# GIVEN INSTRUCTION
Write out the records below word for word, beginning at the line that contains "Note to the class: find the blue logo" and stopping after the final line of the records.

Lines of data
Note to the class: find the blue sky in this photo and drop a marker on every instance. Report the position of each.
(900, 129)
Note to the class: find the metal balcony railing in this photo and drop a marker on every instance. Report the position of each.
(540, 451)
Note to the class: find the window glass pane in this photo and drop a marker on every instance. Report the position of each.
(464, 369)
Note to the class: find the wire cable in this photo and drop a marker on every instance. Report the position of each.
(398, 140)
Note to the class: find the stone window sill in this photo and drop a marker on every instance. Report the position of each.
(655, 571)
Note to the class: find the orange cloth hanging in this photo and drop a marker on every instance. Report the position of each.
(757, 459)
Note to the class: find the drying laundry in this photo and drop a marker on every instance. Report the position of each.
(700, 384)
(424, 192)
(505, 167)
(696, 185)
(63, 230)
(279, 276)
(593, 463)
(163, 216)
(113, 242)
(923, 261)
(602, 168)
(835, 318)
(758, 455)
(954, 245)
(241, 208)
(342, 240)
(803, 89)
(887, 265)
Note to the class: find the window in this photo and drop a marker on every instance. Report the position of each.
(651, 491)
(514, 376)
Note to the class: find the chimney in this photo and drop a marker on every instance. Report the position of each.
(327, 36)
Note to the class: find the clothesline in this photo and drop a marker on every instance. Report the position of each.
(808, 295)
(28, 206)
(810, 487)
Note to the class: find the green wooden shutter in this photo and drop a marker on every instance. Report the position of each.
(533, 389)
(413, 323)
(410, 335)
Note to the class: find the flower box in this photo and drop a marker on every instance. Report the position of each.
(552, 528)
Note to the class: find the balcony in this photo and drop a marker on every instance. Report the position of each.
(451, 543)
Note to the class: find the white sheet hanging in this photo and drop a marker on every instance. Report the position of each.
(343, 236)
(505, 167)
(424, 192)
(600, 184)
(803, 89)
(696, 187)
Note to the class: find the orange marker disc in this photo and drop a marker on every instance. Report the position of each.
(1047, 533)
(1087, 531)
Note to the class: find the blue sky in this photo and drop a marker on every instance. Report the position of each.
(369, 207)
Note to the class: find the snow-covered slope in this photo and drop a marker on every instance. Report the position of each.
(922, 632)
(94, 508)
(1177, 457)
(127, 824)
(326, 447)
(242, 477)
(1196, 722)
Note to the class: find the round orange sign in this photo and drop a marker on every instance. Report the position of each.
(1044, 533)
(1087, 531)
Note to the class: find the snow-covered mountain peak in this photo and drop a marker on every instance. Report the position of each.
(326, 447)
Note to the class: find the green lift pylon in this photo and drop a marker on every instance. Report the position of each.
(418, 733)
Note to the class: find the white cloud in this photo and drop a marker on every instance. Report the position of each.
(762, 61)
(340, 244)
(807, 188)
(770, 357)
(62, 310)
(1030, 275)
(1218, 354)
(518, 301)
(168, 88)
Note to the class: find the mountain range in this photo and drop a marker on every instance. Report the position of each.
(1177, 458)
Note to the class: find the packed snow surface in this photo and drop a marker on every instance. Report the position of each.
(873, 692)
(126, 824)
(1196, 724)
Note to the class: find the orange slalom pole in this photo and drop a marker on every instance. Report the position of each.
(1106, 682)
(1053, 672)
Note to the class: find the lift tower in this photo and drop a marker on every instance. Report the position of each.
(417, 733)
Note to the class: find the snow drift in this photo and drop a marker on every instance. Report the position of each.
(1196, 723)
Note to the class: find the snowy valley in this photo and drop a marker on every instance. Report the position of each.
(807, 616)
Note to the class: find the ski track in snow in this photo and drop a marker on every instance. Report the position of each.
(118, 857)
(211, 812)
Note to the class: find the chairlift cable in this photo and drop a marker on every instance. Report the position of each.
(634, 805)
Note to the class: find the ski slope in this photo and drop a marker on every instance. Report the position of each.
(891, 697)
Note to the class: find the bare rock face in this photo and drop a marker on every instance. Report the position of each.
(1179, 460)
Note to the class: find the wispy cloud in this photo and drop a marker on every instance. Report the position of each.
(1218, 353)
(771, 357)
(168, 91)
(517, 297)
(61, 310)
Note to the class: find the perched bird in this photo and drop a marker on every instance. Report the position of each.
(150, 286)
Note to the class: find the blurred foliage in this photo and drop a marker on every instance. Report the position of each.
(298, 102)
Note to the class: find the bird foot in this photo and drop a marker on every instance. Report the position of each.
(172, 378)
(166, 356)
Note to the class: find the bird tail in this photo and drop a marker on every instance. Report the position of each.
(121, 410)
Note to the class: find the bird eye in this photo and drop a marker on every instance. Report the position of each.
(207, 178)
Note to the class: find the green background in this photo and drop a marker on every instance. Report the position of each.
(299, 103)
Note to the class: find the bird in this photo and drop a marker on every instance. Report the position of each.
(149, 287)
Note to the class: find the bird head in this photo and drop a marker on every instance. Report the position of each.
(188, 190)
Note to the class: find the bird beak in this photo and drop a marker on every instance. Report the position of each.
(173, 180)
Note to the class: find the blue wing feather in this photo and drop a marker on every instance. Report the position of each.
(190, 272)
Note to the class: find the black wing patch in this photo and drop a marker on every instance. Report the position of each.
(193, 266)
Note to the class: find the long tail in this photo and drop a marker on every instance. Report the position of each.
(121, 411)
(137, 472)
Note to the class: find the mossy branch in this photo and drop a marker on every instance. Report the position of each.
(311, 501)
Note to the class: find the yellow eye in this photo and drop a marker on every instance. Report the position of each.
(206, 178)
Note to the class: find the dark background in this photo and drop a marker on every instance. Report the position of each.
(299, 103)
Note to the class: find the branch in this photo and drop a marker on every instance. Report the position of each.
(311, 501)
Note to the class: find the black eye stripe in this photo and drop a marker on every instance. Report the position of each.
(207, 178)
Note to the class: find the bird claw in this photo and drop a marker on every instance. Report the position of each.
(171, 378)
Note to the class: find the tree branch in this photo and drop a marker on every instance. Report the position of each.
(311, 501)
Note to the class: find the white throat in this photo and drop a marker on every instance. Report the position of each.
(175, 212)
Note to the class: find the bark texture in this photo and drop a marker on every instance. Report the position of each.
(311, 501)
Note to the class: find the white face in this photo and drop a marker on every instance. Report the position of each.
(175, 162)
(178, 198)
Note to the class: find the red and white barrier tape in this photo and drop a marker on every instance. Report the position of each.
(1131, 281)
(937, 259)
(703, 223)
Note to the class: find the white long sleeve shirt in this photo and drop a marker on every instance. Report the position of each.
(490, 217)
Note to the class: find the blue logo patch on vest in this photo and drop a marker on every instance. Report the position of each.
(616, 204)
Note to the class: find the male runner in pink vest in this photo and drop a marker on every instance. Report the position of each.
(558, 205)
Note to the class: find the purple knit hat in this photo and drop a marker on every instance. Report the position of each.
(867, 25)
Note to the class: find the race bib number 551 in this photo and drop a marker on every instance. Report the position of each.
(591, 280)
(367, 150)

# TASK RESULT
Note to the class: find the blue logo patch on vest in this photo and drop a marker on every instance. Report the position of each.
(616, 204)
Note to the class: find the male runner in pink vest in this photo and drop a marker on every instance. Report the position of each.
(558, 205)
Note to the class: find the purple knit hat in this photo and drop a marker on every instance. Report the position of each.
(867, 25)
Note to the class: find the race bib number 551 in this photo and drop a marker on every instance. Report the position of each.
(591, 280)
(367, 150)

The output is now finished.